Natural-language object grounding data:
________

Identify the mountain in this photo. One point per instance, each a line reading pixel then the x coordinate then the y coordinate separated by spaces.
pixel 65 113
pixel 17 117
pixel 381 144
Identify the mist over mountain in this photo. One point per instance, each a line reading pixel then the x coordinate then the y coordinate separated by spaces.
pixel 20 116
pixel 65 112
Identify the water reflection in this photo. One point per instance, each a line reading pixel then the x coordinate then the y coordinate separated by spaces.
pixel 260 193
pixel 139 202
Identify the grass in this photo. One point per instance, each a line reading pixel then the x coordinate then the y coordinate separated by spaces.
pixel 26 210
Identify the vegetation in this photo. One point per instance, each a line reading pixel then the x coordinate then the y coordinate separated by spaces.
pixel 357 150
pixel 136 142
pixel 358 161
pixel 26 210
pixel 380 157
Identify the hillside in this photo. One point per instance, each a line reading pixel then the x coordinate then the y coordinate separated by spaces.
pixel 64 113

________

What the exercise asks:
Each of the records is to be repeated word for word.

Answer to the problem:
Identify the mountain in this photo. One point per instance, each a line reading pixel then the x coordinate then the y coordinate separated by spaces.
pixel 65 113
pixel 17 117
pixel 381 144
Identify the mist over mountain in this photo. One point per instance, each a line reading pixel then the x coordinate then the y coordinate separated by spaces.
pixel 20 116
pixel 65 112
Identify the water reflection in this photo. One point per instance, each a line reading pixel then the x coordinate then the y coordinate separated by spaces.
pixel 260 193
pixel 139 202
Identify the grass in this photo. One point per instance, each a line reading pixel then the x coordinate then the y coordinate separated by spaces.
pixel 26 210
Identify the vegetation in this photo. One point per instance, each a line reading pixel then the x coordinate then the y coordinate separated by spaces.
pixel 357 150
pixel 136 142
pixel 358 161
pixel 26 210
pixel 380 157
Identify the hillside in this photo. One point per instance, each a line reading pixel then the x coordinate then the y coordinate separated by spaces.
pixel 64 113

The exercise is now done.